VORGEGEBENER TEXT:
Berlin Marathon 2005
Erlebnisbericht von Percy

Bericht aus Berlin - 32. real.- Berlin Marathon 25.09.2005

Nachdem ich in den vergangenen Jahren drei mal Köln gelaufen war - zuletzt mit 4:02 Std. - fuhr ich nach Berlin mit dem Ziel: „Den Vierten unter vier Stunden!“. Um dieses Ziel einfacher zu erreichen, hatte ich mich bereits im Vorfeld via Online-Forum des BM mit einem sympathischen sub-4 Pacer des SCC Berlin mit dem Web-Namen Magic verabredet („Du erkennst mich an dem grossen gelben Pacer-Ballon und dem Bierfass auf dem Kopf. Bleib einfach an mir dran!“). Das stellte sich später als mein grösster Fehler heraus! Doch erst mal der Reihe nach:
Am frühen Sonntag morgen - Start war um 9 Uhr - ergossen sich aus den U-Bahnen buchstäblich tausende von Läuferinnen und Läufern in das Regierungsviertel am noch kühlen, aber sonnendurchfluteten Spreebogen und bereiteten sich im Parc fermé vor dem Kanzleramt auf ihren Lauf vor. Dank der grosszügiger Platzverhältnisse auf der Wiese vor dem Reichstag und dank perfekter Organisation (allein über achtzig LKWs für die Kleidersäcke) kamen alle 40.000 (!) Läufer reibungslos in ihre Startblöcke auf dem Prachtboulevard Unter den Linden. Dort wurden Sie von Aerobictrainerinnen, die auf Bühnen standen zu fetziger Musik warmgeturnt. Tausende von Luftballons, die dann zum Start losgelassen wurden, wurden verteilt. Hubschrauber kreisten über den Alleebäumen in der Morgensonne. Es war ein herrliches Bild und die typisch freudig aufgeregte Stimmung vor dem Start eines Marathon. Auch hatte ich sofort „meinen“ Pacemaker gefunden. Alles schien perfekt!
Dann endlich das Rennen. Die Vierzigtausend wurden in drei Gruppen gestartet, was bedeutet, dass in jeder Gruppe etwa so viele Läufer waren, wie beim gesamten Kölnmarathon! Mein Pacer Magic lief genau das richtige Tempo: Zwischen 5:30 und 5:40 Minuten. ABER: Es gab ausser mir noch einige hundert weitere „sub-4-Aspiranten“. Will heissen: Entweder, man lief ganz ruhig vor sich hin, dann wurde man automatisch von dem Pulk der umgebenden Mitläufer zurück- und abgedrängt, fiel gegenüber dem gelben Ballon zurück. Oder man versuchte, an dem Ballon dranzubleiben, dann musste man beschleunigen, bremsen, ausweichen, trat und wurde getreten. Von der Strecke sah man bei all dem nichts, weil man viel zu sehr beschäftigt war, seine Knochen zu retten. Auch an den Verpflegungsstellen ging es ausgesprochen ruppig und rücksichtslos zu. Ich bin jedenfalls zu keiner Zeit in meinen Rhythmus gekommen.

QUELLENAUSZUG:
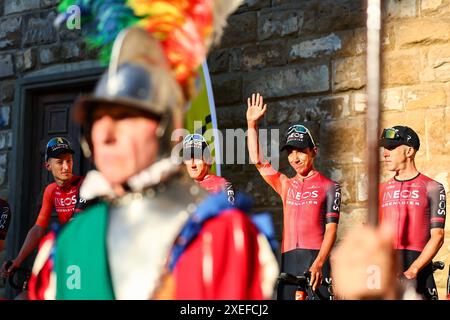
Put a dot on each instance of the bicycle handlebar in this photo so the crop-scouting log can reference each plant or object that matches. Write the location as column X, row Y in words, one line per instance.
column 11, row 279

SCHRIFTLICHE AUFGABE:
Schreibe den Bericht über den Berlin-Marathon 2005 im Anschluss an seinen letzten Satz weiter.

RICHTIGE ANTWORT:
Bereits nach 15 km merkte ich, dass ich - obgleich die Durchgangszeit einem normalen Trainingslauf entsprach -nicht so weitermachen konnte. Noch 27 km und 2 ½  Stunden vor mir und ich hatte jetzt schon keinen Bock mehr! So beschloss ich, vor den Pacer zu gehen und siehe da: Hier war himmlische Ruhe! So lief ich bis km 30 tatsächlich immer noch innerhalb meines Zeitlimits, aufgrund der am Anfang verpulverten Körner in Wahrheit aber schon über meinen Verhältnissen.
Dann, es waren inzwischen auch 25 Grad im Schatten, kam nicht der Mann mit dem Hammer, sondern irgend so ein  Kerl mit einer Abrissbirne! Das Grauen der letzten 12 km lässt sich nicht so einfach beschreiben, ist aber vielleicht aus Bild 1 erahnbar. Von der Strecke, den Zuschauern, den Bands, den Sehenswürdigkeiten bekam ich nichts mehr mit, es ging einfach nur noch darum, irgendwie anzukommen. Ich glaube, die letzten Kilometer habe ich fünfzigmeterweise absolviert.
Es war das absolute Grauen!
Am Schluss ging es wieder den Prunkboulevard hoch, durch das Brandenburger Tor und die letzten Meter durch ein grosses Zuschauerspalier. Das war natürlich wieder ein echter Gänsehautmoment und eine tolle Zielkulisse (Bild 2)! Die Endzeit (4:10:40 Std.) war mir egal, hatte ich doch zwischendrin ernsthaft erwogen, lieber in die nächste Eckkneipe abzubiegen!
Im Zielbereich gab es dann die obligatorischen Medaillen (Bild 3). Auch für den ganzen Zielbereich, Medaillenvergabe und Verpflegung im Zielbereich, muss man aber sagen: Wenn man sich da in Schlangen durch die pralle Sonne staut, die Kehle brennt und die Waden langsam zu krampfen anfangen, wünscht man sich, dass die Veranstalter doch ein paar Läufer weniger zugelassen hätten!
Fazit: Sicher war Berlin die Erfahrung wert, mir selbst war das Event aber einfach zu gross. Vielleicht knacke ich ja im nächsten Jahr die vier Stunden, mal sehen, wo ...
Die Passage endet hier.